**Required action**.
Provide a character-exact reproduction of the lines from the line with "Target: stainless steel oven" to the end of the entries.

**Data provided**.

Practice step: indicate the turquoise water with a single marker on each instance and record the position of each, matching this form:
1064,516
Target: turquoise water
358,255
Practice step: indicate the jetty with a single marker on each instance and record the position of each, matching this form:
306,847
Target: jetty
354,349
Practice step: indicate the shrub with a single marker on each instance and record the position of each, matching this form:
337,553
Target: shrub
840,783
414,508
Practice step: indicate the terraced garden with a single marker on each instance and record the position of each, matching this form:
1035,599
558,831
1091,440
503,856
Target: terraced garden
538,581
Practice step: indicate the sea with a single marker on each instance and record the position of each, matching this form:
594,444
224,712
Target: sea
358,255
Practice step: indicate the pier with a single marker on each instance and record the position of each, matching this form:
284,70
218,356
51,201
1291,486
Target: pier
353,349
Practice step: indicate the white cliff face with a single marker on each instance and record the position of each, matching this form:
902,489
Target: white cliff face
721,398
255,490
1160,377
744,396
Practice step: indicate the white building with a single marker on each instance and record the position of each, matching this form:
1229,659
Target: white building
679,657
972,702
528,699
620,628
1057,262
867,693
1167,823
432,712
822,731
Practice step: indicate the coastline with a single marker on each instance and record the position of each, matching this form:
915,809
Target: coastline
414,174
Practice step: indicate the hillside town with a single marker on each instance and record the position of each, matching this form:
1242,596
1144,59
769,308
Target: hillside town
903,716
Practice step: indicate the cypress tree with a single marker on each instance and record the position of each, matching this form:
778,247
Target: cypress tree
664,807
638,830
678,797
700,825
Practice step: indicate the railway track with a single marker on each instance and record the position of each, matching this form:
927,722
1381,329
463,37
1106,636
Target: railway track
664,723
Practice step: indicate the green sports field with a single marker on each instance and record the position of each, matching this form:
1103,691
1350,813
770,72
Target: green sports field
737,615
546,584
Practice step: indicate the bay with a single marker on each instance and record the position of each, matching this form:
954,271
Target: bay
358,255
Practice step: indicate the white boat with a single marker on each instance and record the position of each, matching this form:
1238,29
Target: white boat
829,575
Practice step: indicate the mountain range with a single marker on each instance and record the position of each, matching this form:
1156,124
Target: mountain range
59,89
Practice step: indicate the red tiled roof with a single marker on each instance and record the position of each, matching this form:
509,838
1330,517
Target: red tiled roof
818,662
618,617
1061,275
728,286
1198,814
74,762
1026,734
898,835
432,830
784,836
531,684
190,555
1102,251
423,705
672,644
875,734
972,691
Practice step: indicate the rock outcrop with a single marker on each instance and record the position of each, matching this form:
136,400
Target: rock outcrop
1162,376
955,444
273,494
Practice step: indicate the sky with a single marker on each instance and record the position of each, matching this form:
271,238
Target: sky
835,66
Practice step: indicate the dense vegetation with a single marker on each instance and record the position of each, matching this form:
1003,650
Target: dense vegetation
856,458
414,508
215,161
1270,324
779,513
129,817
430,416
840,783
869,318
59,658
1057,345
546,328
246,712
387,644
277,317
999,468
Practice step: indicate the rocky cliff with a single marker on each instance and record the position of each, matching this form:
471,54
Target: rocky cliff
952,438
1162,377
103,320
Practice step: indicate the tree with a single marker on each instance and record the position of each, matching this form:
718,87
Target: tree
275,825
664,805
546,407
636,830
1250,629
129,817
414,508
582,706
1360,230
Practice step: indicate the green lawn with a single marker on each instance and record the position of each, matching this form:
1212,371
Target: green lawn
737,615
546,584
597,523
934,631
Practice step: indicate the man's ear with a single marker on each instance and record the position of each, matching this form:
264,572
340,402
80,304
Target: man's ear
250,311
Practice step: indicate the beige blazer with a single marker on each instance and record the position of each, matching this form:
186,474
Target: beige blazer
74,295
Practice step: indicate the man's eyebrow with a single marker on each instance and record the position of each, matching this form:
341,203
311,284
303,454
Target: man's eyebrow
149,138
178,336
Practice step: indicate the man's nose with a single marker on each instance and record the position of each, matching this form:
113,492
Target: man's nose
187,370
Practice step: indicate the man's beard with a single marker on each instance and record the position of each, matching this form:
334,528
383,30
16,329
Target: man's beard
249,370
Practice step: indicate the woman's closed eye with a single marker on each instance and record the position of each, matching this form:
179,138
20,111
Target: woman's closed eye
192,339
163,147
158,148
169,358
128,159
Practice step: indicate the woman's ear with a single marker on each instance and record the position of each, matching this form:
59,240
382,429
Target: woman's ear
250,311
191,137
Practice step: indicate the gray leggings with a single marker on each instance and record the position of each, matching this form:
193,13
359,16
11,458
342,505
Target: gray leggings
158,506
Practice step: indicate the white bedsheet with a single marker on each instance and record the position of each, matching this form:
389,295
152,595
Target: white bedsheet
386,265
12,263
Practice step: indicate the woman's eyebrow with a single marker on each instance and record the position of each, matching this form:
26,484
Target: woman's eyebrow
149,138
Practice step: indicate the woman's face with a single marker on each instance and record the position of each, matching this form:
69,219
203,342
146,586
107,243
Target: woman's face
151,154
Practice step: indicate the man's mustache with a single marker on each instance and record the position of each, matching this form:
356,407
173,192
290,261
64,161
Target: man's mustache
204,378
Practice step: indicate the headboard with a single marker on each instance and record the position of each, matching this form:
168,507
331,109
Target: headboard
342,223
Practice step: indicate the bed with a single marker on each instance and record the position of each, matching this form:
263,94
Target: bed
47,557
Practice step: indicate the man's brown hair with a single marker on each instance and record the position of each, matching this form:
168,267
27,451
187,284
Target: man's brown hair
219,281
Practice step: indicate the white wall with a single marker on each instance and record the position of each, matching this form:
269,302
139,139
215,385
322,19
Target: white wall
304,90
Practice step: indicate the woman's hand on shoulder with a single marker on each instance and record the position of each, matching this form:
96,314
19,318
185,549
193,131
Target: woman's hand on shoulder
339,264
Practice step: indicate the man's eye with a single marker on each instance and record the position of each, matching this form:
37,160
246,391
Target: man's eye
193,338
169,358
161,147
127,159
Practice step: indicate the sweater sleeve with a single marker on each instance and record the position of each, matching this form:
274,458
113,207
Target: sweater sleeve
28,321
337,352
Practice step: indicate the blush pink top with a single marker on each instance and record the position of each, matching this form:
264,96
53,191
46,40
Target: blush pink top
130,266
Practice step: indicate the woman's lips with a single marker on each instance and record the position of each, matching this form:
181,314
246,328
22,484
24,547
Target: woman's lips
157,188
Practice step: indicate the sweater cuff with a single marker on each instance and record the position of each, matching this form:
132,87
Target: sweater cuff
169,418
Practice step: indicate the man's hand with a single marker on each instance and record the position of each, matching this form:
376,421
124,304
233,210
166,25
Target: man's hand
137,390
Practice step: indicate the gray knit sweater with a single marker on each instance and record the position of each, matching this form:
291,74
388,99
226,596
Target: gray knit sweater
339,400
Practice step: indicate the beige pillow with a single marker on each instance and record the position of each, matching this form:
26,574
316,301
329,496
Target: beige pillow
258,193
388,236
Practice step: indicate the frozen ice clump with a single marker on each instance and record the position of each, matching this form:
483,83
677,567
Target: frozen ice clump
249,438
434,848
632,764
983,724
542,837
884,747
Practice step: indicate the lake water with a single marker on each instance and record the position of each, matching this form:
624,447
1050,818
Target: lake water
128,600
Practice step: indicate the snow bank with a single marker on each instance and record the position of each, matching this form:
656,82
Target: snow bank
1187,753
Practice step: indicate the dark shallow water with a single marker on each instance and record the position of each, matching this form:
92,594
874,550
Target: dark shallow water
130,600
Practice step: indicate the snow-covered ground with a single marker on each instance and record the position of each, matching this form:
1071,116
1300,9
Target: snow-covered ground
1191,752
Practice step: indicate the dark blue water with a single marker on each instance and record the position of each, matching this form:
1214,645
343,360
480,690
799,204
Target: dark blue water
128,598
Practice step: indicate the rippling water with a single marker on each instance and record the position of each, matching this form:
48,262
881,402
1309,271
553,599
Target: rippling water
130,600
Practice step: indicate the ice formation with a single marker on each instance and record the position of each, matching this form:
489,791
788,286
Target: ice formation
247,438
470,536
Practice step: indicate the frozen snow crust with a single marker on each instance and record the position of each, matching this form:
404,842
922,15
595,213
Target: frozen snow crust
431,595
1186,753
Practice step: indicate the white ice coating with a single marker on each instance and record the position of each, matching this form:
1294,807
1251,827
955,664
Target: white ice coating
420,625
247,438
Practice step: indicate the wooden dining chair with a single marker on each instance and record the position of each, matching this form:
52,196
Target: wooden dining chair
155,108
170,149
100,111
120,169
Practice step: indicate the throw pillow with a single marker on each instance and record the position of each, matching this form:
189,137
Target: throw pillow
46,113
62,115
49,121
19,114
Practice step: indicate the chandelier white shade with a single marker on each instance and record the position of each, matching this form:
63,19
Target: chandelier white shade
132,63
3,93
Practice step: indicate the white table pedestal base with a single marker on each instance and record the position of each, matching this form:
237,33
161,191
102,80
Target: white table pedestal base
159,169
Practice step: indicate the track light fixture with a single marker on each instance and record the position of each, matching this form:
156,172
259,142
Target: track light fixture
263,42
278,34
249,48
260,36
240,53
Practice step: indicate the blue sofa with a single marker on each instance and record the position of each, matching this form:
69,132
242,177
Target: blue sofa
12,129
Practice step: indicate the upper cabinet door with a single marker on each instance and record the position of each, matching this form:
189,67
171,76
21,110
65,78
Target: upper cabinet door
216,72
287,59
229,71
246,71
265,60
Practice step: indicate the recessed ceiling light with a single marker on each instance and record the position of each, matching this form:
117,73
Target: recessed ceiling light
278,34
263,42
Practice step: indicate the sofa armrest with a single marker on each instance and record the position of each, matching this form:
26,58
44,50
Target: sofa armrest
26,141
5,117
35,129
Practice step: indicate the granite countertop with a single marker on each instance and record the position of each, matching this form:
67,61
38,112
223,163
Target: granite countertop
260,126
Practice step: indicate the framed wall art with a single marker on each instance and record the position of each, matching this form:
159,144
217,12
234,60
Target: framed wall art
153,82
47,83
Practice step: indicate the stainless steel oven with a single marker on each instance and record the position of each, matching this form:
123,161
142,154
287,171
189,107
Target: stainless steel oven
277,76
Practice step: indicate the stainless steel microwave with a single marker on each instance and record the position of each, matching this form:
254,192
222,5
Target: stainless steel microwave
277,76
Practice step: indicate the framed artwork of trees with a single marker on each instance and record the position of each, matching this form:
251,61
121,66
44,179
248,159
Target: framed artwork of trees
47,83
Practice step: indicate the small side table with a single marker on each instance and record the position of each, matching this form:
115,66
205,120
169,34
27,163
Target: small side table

**Answer**.
Target: stainless steel oven
277,76
Practice step: indicate the stainless steel microwave with a single marker on each instance and record the position of each, matching this form:
254,192
222,5
Target: stainless steel microwave
277,76
Practice step: indicate the framed artwork of trees with a single marker on each instance and record the position of each, matching this form:
251,61
121,66
44,179
248,159
Target: framed artwork of trees
47,83
Practice step: indicate the small side table with a single marker on each instance and record the position of each, matching this form:
115,66
205,120
169,34
27,163
Target: small side table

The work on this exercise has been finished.